→ Your instructions:
Copy the rows below word for word, from the line containing "# draw the outline of every instance of the dark" up to and including the line containing "Now draw the outline of every instance of the dark".

→ Dataset extract:
>> begin

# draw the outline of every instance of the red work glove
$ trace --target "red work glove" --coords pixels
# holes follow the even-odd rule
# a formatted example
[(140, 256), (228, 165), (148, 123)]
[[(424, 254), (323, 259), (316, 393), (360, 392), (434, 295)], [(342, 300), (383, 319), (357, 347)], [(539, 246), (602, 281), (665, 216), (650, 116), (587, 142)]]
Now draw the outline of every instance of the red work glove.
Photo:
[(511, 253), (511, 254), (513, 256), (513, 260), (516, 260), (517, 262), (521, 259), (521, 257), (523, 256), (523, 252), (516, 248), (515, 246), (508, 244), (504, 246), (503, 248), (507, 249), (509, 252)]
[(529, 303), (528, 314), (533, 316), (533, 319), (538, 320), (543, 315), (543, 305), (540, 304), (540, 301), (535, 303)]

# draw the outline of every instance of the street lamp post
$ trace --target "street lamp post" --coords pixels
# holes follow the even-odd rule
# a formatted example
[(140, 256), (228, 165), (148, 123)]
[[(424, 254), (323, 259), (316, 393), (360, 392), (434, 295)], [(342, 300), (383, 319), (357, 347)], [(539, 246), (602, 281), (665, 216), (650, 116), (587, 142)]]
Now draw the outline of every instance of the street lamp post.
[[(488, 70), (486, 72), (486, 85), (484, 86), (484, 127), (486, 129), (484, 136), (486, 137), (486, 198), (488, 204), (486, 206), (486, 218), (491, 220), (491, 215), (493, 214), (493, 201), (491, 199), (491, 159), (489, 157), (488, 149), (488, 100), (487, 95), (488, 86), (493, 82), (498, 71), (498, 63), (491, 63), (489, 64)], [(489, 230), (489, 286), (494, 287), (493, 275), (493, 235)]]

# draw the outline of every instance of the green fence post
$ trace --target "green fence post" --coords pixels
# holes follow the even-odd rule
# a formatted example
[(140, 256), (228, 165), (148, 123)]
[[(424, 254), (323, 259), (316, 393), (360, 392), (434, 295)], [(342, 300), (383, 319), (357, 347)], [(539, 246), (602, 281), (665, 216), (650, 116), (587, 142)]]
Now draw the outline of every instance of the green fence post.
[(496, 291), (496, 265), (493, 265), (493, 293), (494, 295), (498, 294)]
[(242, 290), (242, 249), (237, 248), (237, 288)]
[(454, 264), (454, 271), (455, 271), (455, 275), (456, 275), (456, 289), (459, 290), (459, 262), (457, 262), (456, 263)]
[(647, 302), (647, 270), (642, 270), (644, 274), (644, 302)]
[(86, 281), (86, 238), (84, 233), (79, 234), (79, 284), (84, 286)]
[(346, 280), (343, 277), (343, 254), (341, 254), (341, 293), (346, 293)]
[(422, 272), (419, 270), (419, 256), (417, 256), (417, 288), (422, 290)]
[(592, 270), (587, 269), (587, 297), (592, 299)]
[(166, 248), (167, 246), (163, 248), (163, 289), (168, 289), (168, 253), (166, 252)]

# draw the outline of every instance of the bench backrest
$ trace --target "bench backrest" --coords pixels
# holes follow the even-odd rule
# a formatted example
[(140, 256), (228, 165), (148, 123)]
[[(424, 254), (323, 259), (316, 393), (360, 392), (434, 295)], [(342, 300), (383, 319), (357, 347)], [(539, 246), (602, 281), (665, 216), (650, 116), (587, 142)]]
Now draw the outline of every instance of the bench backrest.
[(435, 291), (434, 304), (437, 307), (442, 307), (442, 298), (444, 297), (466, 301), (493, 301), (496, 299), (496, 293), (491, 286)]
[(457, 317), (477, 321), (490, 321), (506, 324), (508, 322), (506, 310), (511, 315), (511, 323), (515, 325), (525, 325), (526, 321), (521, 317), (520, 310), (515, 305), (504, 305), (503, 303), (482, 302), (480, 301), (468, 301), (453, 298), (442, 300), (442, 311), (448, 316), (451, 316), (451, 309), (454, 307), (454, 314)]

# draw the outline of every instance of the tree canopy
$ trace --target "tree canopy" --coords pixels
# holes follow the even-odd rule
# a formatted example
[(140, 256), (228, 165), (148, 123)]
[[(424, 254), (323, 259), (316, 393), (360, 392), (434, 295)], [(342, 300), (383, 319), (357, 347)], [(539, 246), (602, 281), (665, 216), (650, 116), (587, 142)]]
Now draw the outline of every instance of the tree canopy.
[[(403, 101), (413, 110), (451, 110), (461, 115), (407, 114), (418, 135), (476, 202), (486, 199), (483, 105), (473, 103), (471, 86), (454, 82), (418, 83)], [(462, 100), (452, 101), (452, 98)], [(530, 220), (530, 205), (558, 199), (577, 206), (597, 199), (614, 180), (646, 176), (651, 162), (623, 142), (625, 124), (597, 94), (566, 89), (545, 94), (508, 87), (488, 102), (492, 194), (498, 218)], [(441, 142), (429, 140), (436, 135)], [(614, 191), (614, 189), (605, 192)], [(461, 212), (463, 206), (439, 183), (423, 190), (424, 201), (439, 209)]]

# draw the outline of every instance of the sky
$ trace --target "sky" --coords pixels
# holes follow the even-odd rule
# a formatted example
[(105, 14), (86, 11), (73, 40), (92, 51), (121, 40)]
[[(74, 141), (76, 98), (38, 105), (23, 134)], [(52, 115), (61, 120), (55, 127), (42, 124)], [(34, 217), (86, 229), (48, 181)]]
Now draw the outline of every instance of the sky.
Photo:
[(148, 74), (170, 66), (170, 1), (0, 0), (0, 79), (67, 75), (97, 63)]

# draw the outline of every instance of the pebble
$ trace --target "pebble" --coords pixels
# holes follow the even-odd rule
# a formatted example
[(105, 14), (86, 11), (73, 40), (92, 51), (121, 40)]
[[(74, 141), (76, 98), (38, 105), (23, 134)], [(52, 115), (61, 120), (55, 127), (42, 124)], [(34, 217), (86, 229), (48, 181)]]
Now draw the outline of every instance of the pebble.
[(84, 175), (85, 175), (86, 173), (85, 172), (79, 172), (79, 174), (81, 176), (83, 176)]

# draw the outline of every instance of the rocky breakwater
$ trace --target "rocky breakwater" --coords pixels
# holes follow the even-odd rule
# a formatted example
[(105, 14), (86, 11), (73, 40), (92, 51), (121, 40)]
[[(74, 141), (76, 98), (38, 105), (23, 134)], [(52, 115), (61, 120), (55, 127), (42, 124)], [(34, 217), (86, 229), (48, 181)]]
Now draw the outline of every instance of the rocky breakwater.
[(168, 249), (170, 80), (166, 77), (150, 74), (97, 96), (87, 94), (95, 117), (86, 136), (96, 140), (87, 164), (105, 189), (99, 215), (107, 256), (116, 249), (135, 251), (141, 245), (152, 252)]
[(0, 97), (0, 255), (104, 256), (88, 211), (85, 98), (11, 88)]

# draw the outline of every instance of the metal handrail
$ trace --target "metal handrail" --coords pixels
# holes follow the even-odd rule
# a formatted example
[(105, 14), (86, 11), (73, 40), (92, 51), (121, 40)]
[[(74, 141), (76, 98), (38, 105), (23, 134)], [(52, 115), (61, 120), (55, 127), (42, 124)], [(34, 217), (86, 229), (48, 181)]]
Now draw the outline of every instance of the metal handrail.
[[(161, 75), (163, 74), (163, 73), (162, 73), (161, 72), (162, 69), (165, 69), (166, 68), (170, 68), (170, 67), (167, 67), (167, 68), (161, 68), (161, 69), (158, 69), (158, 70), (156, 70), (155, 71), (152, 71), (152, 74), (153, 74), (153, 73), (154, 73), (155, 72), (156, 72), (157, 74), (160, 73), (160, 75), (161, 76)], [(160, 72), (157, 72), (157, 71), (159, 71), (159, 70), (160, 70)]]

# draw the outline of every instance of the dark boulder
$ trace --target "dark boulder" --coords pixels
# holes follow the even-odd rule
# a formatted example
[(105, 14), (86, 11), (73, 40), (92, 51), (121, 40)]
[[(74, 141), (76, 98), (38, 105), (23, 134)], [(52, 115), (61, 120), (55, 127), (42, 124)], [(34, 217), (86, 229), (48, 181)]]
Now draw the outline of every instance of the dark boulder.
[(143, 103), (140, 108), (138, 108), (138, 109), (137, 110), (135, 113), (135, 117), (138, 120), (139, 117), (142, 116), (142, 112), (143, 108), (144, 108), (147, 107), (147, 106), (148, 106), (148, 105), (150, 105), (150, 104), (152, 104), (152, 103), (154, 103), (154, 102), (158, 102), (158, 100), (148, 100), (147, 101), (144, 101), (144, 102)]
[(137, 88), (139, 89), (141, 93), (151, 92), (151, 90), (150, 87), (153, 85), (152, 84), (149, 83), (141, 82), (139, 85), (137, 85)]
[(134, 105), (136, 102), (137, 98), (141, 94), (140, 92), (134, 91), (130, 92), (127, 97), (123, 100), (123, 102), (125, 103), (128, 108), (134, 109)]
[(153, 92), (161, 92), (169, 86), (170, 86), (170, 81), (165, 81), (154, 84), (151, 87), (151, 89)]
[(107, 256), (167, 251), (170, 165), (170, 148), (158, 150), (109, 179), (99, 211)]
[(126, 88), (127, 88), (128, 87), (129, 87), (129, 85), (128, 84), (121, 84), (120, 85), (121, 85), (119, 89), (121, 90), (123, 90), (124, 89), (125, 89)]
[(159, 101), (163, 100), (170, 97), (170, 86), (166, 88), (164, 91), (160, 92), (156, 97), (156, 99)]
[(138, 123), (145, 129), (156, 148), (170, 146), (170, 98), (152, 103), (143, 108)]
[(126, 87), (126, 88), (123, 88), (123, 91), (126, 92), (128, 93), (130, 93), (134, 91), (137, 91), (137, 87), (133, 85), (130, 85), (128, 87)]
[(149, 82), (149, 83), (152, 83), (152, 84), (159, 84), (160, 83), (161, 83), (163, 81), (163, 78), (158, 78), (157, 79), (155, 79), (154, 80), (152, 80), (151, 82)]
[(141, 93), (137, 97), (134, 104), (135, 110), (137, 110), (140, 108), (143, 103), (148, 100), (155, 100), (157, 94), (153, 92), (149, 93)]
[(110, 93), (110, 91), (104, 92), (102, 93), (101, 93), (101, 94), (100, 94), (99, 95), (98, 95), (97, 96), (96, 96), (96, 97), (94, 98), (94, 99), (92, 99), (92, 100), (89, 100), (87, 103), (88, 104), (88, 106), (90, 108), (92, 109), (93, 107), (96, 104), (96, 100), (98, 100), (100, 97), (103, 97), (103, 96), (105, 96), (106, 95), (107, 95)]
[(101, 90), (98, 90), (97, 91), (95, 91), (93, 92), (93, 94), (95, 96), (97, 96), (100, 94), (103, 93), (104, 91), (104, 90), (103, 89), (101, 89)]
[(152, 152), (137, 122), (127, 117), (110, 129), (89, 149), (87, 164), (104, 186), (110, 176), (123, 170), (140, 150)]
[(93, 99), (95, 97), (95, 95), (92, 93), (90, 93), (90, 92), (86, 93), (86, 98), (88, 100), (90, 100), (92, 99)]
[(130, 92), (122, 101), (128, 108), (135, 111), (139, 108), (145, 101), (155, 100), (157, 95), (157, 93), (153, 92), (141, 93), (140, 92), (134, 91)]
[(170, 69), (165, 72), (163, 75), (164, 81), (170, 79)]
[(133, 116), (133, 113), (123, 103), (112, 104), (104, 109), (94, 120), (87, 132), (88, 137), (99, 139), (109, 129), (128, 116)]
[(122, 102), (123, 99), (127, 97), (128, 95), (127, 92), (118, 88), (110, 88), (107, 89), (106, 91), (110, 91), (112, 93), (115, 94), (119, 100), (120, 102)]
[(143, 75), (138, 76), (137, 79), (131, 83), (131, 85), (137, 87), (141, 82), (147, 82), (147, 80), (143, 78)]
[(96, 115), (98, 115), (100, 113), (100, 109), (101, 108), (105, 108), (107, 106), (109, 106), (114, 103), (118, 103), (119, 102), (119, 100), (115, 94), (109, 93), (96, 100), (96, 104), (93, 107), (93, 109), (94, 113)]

>> end

→ Written answer:
# draw the outline of every instance of the dark boulder
$ trace --target "dark boulder" --coords pixels
# holes follow the even-odd rule
# a formatted example
[(105, 14), (86, 11), (73, 40), (92, 51), (121, 40)]
[[(74, 141), (76, 98), (38, 105), (23, 134)], [(52, 115), (61, 120), (55, 127), (42, 124)], [(34, 217), (86, 229), (48, 181)]]
Now draw the outline of every instance of the dark boulder.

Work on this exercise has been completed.